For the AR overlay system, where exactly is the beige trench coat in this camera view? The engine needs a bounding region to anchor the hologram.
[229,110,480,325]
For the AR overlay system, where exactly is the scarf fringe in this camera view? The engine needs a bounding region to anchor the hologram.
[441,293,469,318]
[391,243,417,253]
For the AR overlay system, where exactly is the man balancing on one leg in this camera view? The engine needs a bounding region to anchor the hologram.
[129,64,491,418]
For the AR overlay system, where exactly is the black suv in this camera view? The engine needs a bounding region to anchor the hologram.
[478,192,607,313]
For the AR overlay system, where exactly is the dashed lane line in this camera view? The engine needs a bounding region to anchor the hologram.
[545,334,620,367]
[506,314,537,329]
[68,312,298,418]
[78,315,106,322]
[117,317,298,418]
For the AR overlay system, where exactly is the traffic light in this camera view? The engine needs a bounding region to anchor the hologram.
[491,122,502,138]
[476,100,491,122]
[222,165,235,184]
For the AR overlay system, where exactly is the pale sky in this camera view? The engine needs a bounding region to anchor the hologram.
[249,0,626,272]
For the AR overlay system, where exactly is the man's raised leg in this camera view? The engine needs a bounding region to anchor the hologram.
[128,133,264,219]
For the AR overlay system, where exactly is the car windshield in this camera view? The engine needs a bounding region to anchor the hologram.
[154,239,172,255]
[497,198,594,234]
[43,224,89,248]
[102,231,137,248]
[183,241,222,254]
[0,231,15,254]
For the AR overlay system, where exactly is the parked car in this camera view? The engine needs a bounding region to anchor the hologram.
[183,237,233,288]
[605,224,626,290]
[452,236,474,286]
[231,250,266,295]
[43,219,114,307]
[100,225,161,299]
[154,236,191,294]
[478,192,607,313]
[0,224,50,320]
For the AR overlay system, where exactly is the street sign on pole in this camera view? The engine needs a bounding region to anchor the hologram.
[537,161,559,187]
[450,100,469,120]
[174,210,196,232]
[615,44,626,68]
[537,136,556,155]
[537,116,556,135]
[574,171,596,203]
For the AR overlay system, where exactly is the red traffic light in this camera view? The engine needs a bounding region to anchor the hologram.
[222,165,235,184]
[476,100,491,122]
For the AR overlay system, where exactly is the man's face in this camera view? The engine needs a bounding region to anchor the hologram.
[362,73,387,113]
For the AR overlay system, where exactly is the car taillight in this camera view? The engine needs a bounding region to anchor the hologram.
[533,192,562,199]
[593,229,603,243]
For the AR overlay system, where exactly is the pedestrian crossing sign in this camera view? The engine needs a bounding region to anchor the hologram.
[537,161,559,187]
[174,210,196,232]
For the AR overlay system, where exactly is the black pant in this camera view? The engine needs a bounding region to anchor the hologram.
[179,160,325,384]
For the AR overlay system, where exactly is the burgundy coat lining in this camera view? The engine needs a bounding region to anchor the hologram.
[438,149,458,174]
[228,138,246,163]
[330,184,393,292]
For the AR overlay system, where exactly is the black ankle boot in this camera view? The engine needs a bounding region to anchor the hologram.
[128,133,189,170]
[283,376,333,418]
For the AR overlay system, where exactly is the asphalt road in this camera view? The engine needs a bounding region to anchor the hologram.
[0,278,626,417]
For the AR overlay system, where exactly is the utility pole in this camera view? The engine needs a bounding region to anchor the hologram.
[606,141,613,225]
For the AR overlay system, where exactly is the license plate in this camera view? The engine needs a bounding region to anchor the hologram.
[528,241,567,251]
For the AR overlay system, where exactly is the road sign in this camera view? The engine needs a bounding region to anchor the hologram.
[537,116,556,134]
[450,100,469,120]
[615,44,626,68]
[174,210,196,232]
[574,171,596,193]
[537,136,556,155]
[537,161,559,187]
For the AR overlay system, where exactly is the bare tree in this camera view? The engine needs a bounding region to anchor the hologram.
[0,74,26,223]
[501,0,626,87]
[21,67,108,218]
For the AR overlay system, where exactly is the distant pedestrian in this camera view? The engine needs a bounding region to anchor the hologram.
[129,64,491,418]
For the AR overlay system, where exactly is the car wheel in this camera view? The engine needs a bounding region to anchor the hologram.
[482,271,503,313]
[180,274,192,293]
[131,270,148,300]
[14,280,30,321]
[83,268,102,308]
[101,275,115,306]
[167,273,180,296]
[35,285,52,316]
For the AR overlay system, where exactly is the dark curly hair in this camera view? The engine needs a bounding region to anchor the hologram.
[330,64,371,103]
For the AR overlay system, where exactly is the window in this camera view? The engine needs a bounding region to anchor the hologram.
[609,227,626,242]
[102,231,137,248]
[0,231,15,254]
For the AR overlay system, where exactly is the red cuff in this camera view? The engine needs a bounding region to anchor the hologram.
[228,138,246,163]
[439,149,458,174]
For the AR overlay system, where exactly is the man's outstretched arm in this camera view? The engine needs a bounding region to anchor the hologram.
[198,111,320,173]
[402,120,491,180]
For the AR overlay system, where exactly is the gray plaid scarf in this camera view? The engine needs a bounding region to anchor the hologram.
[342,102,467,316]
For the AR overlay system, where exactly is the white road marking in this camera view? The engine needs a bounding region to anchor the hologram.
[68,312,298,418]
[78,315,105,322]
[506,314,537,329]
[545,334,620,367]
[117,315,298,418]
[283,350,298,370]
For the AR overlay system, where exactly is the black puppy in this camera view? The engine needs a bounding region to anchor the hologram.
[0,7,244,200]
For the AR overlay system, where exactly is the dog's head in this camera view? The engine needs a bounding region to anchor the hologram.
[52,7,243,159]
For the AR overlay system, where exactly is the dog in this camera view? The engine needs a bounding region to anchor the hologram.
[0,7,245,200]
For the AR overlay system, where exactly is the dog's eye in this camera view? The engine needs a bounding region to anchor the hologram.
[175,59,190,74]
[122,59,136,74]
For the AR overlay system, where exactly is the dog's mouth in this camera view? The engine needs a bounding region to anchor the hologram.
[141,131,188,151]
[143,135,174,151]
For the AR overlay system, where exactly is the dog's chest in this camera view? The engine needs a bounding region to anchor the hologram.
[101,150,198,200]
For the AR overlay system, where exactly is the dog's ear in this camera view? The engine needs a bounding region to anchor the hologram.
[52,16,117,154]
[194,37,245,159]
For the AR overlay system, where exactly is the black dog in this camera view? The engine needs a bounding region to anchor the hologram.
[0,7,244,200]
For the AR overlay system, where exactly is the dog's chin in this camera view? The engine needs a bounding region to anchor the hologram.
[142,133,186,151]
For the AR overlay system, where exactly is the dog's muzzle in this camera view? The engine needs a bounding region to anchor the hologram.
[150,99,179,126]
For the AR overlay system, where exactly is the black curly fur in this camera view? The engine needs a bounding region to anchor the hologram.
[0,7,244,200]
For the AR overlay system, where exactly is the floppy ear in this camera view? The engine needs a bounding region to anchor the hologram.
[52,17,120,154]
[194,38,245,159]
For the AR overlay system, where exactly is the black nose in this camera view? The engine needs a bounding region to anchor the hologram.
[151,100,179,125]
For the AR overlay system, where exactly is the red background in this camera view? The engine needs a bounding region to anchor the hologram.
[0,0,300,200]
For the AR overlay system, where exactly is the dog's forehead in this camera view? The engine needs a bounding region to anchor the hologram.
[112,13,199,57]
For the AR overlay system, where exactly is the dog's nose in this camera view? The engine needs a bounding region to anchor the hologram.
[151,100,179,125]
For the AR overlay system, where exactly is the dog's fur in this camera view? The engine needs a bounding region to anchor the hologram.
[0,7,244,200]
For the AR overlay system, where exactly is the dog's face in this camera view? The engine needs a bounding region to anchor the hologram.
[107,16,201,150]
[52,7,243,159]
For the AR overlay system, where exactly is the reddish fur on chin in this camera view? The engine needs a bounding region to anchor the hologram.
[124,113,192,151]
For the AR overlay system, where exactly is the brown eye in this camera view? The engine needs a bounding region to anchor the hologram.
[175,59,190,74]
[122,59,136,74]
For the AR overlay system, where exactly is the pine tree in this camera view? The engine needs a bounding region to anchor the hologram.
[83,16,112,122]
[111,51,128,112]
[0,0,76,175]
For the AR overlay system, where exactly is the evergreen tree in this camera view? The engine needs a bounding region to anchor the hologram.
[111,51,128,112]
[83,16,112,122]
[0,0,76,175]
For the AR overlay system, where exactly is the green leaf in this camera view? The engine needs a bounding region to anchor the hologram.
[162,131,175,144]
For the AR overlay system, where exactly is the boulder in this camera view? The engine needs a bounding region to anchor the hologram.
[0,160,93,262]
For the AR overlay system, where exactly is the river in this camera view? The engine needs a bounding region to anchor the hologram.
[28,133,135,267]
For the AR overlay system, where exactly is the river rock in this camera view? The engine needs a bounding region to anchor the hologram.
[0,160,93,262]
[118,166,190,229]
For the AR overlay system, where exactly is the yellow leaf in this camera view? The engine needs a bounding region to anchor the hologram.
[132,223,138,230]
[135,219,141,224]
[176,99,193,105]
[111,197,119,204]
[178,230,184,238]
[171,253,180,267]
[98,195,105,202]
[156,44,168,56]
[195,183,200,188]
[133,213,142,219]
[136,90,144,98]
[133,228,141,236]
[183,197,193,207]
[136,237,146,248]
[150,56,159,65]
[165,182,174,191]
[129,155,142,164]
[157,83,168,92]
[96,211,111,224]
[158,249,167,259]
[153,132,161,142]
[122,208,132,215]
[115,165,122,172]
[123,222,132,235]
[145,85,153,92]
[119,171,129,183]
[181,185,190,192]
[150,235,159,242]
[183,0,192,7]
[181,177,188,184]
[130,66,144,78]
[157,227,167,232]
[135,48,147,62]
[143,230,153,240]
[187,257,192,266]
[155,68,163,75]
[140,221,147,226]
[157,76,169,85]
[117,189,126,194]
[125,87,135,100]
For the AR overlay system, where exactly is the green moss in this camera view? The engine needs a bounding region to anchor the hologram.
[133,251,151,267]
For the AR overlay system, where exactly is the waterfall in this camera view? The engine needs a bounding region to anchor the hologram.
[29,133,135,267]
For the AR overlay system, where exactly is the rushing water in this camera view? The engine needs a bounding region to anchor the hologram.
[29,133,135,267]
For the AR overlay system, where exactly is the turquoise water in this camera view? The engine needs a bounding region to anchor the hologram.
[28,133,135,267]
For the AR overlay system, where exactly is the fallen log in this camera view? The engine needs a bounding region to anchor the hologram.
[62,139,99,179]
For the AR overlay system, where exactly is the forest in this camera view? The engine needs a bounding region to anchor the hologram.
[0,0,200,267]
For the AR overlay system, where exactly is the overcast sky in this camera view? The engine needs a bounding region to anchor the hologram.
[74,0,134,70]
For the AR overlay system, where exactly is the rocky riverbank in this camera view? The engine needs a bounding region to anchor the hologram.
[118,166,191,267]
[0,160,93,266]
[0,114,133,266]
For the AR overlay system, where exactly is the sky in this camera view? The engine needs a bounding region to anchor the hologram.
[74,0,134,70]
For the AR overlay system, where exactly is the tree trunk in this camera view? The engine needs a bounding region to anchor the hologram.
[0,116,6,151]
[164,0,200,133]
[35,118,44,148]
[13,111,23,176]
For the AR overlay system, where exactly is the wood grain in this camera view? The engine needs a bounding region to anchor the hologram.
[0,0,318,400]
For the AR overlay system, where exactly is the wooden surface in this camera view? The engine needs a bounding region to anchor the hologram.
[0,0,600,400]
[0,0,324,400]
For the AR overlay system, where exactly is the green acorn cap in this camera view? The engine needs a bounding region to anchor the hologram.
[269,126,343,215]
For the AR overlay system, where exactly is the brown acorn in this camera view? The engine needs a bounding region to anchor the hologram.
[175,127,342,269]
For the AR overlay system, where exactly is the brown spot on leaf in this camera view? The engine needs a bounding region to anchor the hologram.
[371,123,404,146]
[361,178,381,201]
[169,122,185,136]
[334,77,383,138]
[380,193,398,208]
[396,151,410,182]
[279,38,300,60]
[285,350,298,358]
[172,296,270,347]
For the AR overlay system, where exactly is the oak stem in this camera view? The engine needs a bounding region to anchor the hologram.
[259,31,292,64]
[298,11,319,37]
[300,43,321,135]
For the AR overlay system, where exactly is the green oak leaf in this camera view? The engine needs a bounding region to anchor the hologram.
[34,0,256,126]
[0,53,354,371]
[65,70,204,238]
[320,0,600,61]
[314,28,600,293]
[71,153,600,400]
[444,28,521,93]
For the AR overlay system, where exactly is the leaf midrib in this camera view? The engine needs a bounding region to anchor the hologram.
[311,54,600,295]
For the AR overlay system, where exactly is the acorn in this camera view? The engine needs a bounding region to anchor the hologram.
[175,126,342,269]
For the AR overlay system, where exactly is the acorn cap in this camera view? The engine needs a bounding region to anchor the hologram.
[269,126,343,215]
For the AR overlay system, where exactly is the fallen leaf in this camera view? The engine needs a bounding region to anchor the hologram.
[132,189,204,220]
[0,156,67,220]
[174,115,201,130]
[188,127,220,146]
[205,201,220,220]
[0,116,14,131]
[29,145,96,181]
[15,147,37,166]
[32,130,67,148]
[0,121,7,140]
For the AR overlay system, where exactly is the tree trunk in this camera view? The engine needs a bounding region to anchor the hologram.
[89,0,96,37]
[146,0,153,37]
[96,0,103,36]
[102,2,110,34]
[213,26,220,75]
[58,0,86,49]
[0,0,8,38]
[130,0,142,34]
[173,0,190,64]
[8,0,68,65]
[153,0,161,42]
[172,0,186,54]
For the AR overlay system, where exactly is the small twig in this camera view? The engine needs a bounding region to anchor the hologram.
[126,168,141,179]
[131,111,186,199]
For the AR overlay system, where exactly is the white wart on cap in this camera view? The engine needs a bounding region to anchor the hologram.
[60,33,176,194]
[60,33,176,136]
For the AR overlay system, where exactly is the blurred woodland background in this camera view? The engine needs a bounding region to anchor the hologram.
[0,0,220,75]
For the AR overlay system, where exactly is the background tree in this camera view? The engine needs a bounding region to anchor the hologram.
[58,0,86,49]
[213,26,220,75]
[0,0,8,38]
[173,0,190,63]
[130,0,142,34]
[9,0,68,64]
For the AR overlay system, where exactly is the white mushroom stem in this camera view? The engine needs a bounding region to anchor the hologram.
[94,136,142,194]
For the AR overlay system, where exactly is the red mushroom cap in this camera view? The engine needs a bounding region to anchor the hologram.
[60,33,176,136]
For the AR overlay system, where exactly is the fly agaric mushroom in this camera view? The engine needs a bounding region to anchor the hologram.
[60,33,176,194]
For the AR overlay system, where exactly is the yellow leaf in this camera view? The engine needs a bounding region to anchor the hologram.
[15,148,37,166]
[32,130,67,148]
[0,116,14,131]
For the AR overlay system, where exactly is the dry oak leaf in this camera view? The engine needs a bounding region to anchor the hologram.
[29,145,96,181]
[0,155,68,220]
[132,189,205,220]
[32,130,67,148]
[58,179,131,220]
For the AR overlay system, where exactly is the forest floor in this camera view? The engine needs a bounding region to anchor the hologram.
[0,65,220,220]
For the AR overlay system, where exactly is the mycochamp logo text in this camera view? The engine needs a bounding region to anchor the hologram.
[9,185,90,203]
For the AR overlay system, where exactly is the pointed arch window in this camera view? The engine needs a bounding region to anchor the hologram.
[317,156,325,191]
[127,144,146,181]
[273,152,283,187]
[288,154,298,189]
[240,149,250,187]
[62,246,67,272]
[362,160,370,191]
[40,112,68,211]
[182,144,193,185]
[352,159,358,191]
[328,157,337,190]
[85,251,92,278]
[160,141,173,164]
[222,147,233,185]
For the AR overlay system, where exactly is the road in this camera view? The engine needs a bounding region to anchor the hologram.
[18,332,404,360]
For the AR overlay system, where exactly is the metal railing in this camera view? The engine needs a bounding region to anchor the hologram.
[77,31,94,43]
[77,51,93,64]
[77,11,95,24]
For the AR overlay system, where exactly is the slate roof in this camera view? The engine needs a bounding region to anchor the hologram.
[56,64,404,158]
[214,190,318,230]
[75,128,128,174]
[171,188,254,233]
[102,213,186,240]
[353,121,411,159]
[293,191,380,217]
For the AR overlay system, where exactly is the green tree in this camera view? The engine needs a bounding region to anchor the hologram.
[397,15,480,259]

Aim ▸ Print the items verbatim, starting at the very first line and ending at the line that contains "[229,110,480,325]", both included.

Answer in full ▸
For the AR overlay system, where exactly is the beige trench coat in this camera view? The engine needs a bounding region to anchor the hologram.
[229,110,480,325]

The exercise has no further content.